Place every line from the start of the material down to and including the line containing "positive clicks: (203, 630) (191, 675)" into a JSON list of strings, one string per line, omitting blank lines.

[Data records]
========================================
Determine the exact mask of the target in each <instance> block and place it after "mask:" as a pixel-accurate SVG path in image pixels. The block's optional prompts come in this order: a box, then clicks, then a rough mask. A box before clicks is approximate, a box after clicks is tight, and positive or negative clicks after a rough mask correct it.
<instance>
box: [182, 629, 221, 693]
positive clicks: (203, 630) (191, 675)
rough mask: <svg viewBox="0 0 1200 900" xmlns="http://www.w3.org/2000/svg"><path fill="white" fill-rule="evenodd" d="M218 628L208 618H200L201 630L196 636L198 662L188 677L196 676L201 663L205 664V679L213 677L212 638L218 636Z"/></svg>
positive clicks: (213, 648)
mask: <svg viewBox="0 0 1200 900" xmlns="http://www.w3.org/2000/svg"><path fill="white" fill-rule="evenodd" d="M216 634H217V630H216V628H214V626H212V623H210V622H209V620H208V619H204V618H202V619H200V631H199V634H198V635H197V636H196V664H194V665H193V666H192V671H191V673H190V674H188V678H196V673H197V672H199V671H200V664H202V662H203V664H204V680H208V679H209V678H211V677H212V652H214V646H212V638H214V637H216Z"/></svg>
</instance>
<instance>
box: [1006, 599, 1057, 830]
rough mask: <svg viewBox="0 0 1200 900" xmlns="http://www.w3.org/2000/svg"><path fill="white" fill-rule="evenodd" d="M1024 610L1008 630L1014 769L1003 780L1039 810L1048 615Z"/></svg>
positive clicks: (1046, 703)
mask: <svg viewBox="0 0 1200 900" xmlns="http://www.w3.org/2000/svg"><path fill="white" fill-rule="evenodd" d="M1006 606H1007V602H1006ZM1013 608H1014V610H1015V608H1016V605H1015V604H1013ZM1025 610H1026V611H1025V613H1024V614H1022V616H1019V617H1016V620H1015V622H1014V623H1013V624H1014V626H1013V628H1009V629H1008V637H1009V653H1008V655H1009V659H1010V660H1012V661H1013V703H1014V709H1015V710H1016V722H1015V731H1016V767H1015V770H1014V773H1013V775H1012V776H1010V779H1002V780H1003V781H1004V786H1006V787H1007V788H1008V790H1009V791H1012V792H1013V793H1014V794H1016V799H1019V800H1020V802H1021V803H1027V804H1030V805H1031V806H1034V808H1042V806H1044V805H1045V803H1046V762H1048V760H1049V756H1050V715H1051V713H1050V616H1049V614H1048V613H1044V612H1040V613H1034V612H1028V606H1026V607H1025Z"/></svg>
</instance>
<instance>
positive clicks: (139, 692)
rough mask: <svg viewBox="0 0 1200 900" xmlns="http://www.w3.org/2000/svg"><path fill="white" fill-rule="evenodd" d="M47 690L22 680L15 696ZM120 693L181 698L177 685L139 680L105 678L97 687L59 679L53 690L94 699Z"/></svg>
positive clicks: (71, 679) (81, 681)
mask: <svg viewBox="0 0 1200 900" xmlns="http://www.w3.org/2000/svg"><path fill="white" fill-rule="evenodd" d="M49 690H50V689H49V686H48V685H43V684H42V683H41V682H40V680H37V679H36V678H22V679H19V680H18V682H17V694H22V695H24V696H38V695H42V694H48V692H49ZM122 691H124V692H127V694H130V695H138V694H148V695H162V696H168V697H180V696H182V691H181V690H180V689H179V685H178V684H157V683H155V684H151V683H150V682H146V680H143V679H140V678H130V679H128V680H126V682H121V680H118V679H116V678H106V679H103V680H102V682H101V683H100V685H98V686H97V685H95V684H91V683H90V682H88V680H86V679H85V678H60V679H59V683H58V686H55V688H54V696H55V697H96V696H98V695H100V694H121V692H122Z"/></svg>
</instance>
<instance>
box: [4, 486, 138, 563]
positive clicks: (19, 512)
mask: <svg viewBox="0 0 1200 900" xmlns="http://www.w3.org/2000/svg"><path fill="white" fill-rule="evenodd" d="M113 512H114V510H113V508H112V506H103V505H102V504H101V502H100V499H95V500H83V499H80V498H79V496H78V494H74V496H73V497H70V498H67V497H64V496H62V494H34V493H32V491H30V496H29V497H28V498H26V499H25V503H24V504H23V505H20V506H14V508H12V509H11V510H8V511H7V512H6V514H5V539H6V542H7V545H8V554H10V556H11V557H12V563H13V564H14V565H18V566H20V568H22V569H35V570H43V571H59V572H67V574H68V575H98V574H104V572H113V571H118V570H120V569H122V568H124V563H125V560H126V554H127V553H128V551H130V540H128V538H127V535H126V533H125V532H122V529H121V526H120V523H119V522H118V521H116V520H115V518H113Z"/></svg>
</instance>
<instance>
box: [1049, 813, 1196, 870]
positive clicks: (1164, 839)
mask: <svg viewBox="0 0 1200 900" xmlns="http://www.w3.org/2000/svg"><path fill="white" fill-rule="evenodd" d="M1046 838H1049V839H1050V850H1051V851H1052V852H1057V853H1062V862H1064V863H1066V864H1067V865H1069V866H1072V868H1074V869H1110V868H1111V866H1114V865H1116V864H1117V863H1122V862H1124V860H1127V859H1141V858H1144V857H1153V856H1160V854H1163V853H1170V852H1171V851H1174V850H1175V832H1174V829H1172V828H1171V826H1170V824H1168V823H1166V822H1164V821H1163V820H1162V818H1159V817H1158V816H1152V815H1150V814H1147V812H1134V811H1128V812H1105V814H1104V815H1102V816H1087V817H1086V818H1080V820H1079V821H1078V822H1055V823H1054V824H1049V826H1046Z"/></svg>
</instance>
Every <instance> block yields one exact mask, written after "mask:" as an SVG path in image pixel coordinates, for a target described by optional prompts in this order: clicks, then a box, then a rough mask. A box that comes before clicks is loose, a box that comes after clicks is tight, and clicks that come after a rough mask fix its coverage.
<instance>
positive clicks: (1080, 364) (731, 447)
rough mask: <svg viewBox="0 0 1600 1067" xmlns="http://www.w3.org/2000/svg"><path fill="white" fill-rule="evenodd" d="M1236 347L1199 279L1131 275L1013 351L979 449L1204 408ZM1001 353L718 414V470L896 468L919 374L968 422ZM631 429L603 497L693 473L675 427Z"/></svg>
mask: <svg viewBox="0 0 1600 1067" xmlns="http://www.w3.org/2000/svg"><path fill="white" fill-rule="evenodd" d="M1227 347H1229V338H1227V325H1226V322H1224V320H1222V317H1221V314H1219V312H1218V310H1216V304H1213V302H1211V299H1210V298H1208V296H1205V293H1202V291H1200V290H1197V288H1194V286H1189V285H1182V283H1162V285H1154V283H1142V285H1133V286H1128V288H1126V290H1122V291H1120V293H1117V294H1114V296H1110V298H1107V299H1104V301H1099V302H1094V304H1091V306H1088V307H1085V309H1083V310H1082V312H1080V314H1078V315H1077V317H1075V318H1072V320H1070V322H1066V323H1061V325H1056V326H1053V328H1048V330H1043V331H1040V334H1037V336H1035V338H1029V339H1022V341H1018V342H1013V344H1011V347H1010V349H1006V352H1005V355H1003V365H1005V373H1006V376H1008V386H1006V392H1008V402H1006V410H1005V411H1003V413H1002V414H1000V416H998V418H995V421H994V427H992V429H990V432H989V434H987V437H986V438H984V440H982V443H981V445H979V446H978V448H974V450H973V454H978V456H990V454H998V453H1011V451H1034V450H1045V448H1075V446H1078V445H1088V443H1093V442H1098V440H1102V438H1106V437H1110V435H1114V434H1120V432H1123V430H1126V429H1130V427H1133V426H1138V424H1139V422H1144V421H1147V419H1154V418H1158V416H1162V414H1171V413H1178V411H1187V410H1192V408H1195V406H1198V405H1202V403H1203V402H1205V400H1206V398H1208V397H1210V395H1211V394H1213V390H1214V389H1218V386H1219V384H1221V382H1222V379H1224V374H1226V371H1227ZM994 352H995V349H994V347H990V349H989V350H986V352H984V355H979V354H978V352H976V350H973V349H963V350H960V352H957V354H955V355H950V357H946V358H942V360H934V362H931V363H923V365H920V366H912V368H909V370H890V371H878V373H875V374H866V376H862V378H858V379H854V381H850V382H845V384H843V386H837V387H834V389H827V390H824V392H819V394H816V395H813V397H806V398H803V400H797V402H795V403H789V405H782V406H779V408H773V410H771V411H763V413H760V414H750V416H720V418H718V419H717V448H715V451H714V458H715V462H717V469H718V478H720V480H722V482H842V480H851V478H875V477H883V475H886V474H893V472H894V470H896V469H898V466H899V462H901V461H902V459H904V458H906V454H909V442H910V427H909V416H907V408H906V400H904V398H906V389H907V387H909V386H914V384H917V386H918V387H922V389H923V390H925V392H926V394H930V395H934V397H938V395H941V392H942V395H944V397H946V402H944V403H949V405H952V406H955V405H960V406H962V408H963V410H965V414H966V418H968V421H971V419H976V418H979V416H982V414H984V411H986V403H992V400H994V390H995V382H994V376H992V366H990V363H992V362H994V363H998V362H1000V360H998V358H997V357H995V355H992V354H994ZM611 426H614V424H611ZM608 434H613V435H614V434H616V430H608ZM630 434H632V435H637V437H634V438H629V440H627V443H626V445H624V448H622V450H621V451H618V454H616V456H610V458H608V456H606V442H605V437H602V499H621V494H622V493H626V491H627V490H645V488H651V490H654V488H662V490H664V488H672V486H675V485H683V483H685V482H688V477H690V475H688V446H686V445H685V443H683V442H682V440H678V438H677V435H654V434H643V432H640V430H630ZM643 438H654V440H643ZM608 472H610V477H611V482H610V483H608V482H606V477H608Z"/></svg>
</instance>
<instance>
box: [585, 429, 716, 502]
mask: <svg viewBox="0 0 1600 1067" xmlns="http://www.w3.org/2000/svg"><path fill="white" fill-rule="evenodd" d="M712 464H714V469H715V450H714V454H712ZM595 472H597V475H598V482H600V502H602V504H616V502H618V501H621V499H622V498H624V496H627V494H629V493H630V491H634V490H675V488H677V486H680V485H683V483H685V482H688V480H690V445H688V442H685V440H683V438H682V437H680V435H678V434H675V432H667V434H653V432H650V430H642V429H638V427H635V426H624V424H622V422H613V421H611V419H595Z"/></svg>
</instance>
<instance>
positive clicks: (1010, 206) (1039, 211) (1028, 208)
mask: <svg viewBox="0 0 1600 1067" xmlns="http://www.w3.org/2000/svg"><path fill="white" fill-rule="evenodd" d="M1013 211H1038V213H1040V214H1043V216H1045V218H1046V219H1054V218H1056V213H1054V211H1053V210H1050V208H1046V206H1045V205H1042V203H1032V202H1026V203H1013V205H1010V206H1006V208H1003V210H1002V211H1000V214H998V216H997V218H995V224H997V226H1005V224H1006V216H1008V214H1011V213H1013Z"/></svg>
========================================
◆ TASK RESULT
[
  "Determine the exact mask of the target in each <instance> block and place it after \"mask:\" as a pixel-accurate SVG path in image pixels. The block's optional prompts come in this order: a box, then clicks, then a rough mask. A box before clicks is approximate, a box after clicks is tight, and positive or negative clicks after a rough mask correct it.",
  "<instance>",
  "box: [182, 629, 221, 693]",
  "positive clicks: (203, 630) (191, 675)"
]